Task statement
Rewrite all the items below, replacing each "instance" with "occurrence" and leaving everything else unchanged.

--- Start Recorded information ---

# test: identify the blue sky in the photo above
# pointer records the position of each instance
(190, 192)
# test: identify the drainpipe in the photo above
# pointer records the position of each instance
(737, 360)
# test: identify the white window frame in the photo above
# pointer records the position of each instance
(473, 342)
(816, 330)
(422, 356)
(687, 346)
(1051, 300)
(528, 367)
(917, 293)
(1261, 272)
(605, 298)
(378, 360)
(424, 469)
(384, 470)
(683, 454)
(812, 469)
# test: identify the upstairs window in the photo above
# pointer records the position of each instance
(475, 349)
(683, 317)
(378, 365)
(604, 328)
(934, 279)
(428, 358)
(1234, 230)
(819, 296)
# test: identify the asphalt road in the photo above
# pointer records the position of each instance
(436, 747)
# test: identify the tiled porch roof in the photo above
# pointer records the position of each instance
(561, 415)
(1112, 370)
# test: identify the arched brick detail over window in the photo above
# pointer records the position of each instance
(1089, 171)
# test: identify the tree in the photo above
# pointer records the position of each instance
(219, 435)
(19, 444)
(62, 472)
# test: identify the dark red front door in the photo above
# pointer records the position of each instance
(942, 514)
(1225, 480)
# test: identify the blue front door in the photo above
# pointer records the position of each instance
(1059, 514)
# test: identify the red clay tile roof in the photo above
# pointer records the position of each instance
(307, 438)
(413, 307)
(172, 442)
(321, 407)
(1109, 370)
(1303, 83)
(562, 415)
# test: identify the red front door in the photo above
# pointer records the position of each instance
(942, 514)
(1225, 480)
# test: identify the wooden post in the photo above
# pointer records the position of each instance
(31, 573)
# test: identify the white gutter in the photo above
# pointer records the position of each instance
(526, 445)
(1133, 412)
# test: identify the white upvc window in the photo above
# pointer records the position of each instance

--- End Recorded information ---

Task solution
# test: identify the blue sky in the photo above
# pointer records the position of each occurrence
(190, 192)
# test: identify the drainpipe in the photo above
# pointer records the position of each occurrence
(737, 360)
# test: identify the white window frame in the photo above
# pointer records the position of each occurrence
(473, 342)
(816, 330)
(422, 356)
(687, 346)
(1051, 300)
(528, 367)
(917, 293)
(1261, 272)
(605, 298)
(378, 360)
(424, 469)
(384, 470)
(683, 454)
(812, 469)
# test: identify the upstairs window in the photo above
# pointer records the position of each occurrence
(475, 349)
(683, 317)
(378, 365)
(604, 328)
(934, 279)
(428, 358)
(1234, 230)
(819, 296)
# test: identify the asphalt road in the photo above
# pointer records the position of each occurrence
(436, 747)
# test: identify the tiled porch roof in the photo above
# pointer records the position of each occurrence
(561, 415)
(1112, 370)
# test: identify the arched brick detail over window in the photo above
# pointer records the position of each occurrence
(1089, 171)
# test: identify the tree in the photo above
# pointer records the position of each occurrence
(219, 435)
(19, 444)
(62, 472)
# test: identify the dark red front door in the photo above
# pointer records the position of each occurrence
(942, 514)
(1225, 480)
# test: identify the blue front door in the photo above
# pointer records the position of each occurrence
(1059, 514)
# test: identify the red clay tile roof in the photo above
# pointer records the position of each occurrence
(307, 438)
(413, 307)
(172, 442)
(321, 407)
(1109, 370)
(1303, 83)
(562, 415)
# test: identify the red front door in the photo above
# pointer records the position of each occurrence
(942, 514)
(1225, 480)
# test: identify the wooden post in the photo above
# pointer records the position of each occurrence
(31, 573)
# test: identify the white gutter in the photo above
# pointer records the position of each occurrence
(526, 445)
(1133, 412)
# test: identify the white upvc window in the photo above
# pointer records the position of each occurrence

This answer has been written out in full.